__Given text__.
= = = = = = =
In BoulderCodeHub/CRSSIO: Package to Manage the Input and Output of CRSS Data

knitr::opts_chunk$set(
  collapse = TRUE,
  comment = "#>"
)

Introduction

CRSS has several required inputs, including natural flow, demands, physical parameters (e.g., reservoir evaporation rates), as well a representation of each reservoir's operating policy. This vignette demonstrates how to use CRSSIO to generate the required natural flow inputs. CRSS requires intervening natural inflow at 29 locations throughout the Colorado River Basin (CRB); additionally, there are two other required inputs that approximate hydrologic conditions in the Sacramento River Basin and in the Colorado Front Range.

CRSSIO includes a method for generating the inputs related to the Sacramento River Basin; the method to generate Colorado Front Range data is available in another form and will be integrated with CRSSIO in the near future.

This vignette starts with a quick setup guide and then demonstrates the functionality using two examples: one that relies on historical data and the index sequential method (ISM) and another that assumes the user has created an entirely new data set for the 29 CRB sites.

Sacremento River Basin Input

CRSS requires Sacremento Water Year Hydrologic Year Type indexes to run. These indexes are used to model a representative range of Intentionally Created Surplus (ICS) creation and delivery for MWD. The indexes are integer values from 1 to 5, where 1 represents a critical year in the Sacremento Basin, 2 a dry year, 3 a below normal year, 4 an above normal year, and 5 a wet year. The historical record of is available at http://cdec.water.ca.gov/cgi-progs/iodir/WSIHIST. Typically MWD's ICS logic in CRSS creates ICS in moderately wet and wet years, takes deliver of ICS in critically dry and dry years, and is ICS neutral in moderately dry years; however, this and the volumes of creation/delivery can vary between CRSS releases/models.

For scenarios that rely on historical data (including paleo data back to 900 C.E.), the Sacramento Year Type values are directly available in CRSSIO. For other scenarios, the index can be generated using a method developed by Reclamation for the use in CRSS.

Colorado Front Range

will update when added to CRSSIO

CRSSIO v0.9.1 Limitations

CRSSIO v0.9.1 (and earlier) only include functionality to create the Sacramento River Basin input. For now, please contact Reclamation to create the Front Range related input. This funcionality will be added to CRSSIO in May/June 2023.

Setup

After the user has R (and R studio) installed, CRSSIO should be installed from GitHub and loaded. Additionally, the CoRiverNF package, which contains historical natural flow data already loaded in R, should be installed from GitHub and loaded.
= = = = = = =
__Exercise instructions__.
1. Transcribe the portion of the CRSSIO vignette that opens with the words containing "This vignette starts" and closes with "29 CRB sites.".
2. Summarize the CRSSIO vignette in two sentences.
3. Carry the CRSSIO vignette forward from its final sentence.

Items from a data source
= = = = = = =
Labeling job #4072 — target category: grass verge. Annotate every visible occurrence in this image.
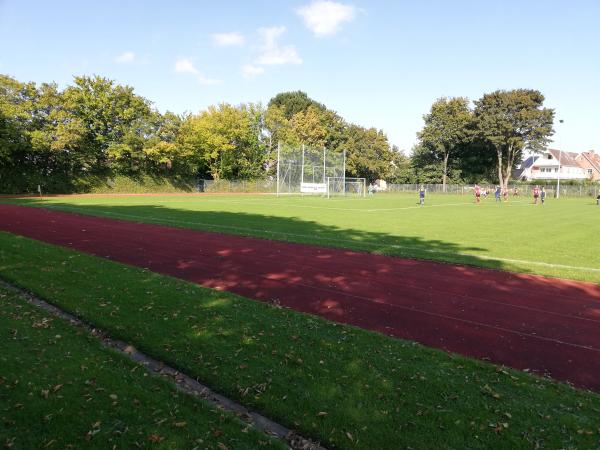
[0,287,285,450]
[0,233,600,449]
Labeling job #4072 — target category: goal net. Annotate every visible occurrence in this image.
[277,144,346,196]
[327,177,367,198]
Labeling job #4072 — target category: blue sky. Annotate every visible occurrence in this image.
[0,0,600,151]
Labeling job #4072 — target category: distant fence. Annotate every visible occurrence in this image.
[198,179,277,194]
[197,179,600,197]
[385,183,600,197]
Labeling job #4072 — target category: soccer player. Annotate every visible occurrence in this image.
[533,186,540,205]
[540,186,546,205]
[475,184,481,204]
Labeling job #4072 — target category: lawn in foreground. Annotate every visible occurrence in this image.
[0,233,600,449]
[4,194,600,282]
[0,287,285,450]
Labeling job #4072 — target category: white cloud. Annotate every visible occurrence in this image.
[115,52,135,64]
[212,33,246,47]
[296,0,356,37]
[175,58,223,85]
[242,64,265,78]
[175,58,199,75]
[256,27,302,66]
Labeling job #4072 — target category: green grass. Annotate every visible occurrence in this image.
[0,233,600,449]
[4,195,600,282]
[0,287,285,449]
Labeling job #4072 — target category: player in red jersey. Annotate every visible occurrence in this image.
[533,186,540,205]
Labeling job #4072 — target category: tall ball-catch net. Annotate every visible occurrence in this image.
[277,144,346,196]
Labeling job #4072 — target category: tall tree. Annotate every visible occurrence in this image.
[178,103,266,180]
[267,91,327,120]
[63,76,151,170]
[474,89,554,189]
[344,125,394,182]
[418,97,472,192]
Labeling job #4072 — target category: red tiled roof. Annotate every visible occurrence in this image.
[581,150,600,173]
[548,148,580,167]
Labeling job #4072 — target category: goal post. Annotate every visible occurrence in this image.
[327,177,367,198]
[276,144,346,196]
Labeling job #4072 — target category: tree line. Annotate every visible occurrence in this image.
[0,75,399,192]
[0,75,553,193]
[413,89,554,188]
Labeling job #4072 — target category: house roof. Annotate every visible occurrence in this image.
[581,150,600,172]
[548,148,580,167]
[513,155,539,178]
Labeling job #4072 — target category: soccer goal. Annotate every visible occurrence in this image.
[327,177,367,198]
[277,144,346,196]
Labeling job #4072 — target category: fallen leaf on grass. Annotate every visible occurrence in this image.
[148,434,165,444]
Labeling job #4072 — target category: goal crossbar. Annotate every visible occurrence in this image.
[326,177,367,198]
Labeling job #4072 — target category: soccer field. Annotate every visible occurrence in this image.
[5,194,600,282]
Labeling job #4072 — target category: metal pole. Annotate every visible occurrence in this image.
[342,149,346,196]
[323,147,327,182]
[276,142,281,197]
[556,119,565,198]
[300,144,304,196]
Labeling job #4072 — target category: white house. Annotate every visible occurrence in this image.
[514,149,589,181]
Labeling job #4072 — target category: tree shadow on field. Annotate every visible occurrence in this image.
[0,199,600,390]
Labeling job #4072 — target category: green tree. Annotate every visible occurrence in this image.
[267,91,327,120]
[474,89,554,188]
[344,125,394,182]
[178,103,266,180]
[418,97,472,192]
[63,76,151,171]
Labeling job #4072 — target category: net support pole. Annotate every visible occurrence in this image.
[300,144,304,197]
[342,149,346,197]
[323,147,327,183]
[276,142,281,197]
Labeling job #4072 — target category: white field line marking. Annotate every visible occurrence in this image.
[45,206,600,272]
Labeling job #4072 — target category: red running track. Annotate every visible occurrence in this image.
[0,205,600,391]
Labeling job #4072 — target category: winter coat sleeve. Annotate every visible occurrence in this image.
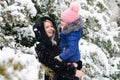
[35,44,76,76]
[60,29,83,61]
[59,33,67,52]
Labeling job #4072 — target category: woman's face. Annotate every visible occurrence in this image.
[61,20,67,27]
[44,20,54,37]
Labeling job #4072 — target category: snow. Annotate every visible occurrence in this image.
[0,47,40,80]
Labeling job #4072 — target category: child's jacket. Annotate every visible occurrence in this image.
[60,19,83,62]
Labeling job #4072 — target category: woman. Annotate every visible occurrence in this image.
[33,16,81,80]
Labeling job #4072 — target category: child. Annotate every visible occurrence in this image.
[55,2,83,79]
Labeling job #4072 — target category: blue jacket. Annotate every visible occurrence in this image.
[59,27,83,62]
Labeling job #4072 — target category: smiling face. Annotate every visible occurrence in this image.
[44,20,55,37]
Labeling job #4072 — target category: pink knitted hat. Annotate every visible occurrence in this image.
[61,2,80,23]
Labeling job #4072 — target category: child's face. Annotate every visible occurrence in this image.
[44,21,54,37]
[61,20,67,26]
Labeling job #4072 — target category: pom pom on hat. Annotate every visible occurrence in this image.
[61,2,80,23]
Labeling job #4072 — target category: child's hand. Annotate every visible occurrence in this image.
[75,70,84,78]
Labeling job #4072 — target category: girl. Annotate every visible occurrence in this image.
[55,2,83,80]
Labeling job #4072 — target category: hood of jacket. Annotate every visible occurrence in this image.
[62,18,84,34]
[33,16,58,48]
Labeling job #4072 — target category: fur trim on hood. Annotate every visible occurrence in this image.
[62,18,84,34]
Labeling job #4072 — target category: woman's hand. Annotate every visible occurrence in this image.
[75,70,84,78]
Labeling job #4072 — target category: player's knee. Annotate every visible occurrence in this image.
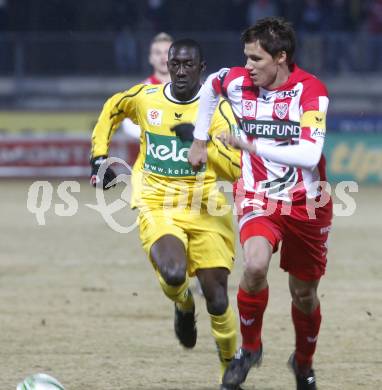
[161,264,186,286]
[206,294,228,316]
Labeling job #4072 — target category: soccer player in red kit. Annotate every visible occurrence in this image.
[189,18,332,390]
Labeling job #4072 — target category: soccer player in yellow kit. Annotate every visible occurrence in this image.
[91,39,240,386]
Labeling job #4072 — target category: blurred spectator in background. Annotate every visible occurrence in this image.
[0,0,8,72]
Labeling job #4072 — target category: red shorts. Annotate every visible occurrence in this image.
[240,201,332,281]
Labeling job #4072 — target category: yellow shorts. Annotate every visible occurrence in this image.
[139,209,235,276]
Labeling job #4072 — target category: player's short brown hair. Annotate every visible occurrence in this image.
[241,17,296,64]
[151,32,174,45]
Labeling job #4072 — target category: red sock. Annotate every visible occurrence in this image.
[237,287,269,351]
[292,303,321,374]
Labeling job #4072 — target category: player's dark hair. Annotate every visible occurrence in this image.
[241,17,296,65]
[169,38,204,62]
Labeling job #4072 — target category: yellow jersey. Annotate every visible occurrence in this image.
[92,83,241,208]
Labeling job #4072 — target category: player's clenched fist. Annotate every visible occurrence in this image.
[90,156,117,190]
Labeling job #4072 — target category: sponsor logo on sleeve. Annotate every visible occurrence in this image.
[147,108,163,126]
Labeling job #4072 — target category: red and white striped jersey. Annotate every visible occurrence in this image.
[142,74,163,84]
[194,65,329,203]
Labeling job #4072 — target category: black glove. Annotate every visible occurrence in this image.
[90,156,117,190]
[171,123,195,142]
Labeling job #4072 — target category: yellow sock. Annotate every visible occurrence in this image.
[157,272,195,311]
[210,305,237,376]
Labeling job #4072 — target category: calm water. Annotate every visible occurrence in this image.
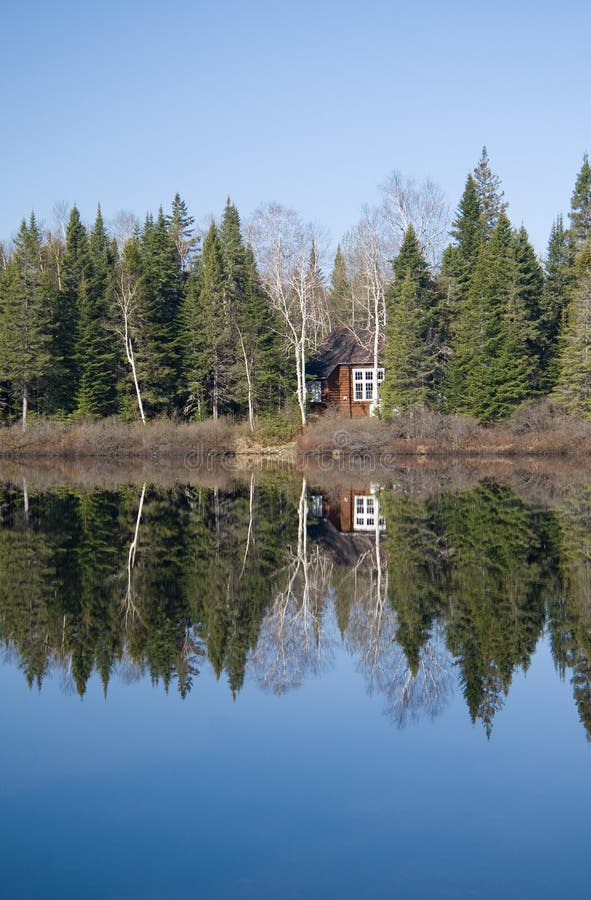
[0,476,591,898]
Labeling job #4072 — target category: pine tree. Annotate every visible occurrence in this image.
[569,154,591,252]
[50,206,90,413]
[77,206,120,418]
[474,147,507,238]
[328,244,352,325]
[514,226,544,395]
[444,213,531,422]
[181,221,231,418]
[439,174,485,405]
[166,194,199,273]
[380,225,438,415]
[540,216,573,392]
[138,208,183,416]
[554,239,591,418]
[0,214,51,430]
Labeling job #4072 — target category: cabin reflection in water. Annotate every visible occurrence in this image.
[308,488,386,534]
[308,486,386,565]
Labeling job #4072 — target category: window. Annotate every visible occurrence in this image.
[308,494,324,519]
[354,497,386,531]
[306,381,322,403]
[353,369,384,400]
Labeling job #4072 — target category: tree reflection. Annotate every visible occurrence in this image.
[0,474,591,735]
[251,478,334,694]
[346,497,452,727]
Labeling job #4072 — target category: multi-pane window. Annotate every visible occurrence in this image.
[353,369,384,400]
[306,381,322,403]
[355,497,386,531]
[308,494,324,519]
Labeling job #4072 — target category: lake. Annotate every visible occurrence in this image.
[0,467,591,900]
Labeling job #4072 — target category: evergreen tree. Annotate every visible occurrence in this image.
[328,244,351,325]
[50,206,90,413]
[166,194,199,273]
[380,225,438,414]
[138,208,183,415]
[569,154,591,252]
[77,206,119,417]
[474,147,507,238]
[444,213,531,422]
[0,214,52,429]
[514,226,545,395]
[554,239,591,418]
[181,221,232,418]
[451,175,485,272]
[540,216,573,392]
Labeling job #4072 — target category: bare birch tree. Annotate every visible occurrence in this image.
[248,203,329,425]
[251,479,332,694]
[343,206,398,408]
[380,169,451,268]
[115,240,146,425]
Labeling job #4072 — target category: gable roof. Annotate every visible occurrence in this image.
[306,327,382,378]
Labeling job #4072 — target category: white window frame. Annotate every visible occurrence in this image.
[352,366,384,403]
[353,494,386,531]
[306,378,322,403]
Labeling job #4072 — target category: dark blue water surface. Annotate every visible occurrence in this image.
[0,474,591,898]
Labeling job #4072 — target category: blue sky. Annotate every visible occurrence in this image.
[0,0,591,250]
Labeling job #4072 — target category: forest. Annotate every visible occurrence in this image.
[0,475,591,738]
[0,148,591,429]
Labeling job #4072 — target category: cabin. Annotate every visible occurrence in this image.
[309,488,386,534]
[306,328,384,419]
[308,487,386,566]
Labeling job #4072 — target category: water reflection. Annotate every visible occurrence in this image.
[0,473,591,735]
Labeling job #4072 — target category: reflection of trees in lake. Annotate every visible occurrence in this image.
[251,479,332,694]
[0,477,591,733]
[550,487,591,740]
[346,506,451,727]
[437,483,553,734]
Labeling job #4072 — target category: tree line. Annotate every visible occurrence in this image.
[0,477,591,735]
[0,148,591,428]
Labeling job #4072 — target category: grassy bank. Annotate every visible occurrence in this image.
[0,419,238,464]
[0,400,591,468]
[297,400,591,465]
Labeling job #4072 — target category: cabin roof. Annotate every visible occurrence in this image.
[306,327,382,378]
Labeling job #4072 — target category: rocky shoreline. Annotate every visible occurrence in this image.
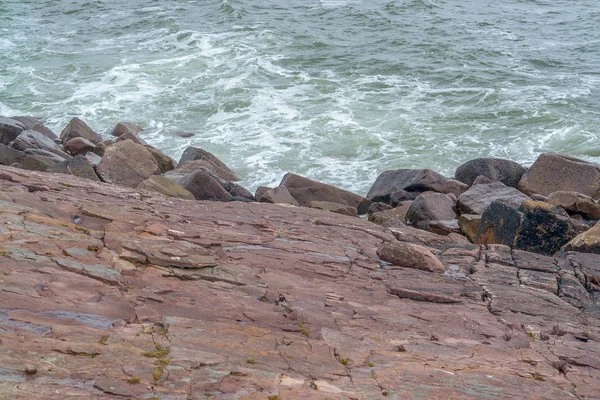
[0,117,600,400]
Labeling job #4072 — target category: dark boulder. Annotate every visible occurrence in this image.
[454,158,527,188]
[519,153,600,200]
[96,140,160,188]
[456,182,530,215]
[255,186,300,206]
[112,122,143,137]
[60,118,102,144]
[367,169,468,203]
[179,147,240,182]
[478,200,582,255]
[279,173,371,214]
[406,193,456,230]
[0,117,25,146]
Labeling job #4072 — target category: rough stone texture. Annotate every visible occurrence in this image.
= = = = = = =
__Per-task outputs__.
1.
This vignette starts with a quick setup guide and then demonstrates the functionality using two examples: one that relies on historical data and the index sequential method (ISM) and another that assumes the user has created an entirely new data set for the 29 CRB sites.

2. CRSSIO generates the natural flow inputs that CRSS needs: intervening natural inflow at 29 Colorado River Basin locations, plus two inputs approximating hydrologic conditions in the Sacramento River Basin and the Colorado Front Range. Versions 0.9.1 and earlier can create only the Sacramento input, whose year type indexes run from 1 (critical) to 5 (wet), so for now the Front Range input must be requested from Reclamation.

3.
install.packages('remotes')
remotes::install_github('BoulderCodeHub/CoRiverNF')
remotes::install_github('BoulderCodeHub/CRSSIO')

library(CRSSIO)
library(CoRiverNF)

Example 1 - ISM Applied to Historical Data

For natural flows that are based on the historical record, CRSSIO can be coupled with the CoRiverNF data package. Then functions in CRSSIO will provide the Sacramento Year Type data, apply ISM, and then create the necessary input files for CRSS.

First, convert the existing natural flow data from CoRiverNF to a Natural Flow Data (nfd) object, and get the Sacramento Index data. For this example, we will assume we want to create CRSS input by applying ISM to the 2000-2019 natural flow record.

nf <- monthlyInt['2000/2019'] # monthly intervening natural flow data from CoRiverNF
nf <- nfd(nf, flow_space = 'intervening', time_step = 'monthly', year = 'cy')
nf
sac_yt <- sac_year_type_get(internal = TRUE) 
head(sac_yt)

Note, internal = TRUE can be changed to internal = FALSE to download the latest data. See ?sac_year_type_get for more details. This is required if the internally provided Sacramento Year Type data is not up-to-date or does not match the end date of the CRB natural flow data.

Next, nf can be converted to a crss_nf object. The only difference between an nfd and crss_nf object is the latter requires 29 sites that are correctly named, and that the data be intervening, monthly data. Because we started with data from CoRiverNF, this could have been done in the first step.

nf <- as_crss_nf(nf)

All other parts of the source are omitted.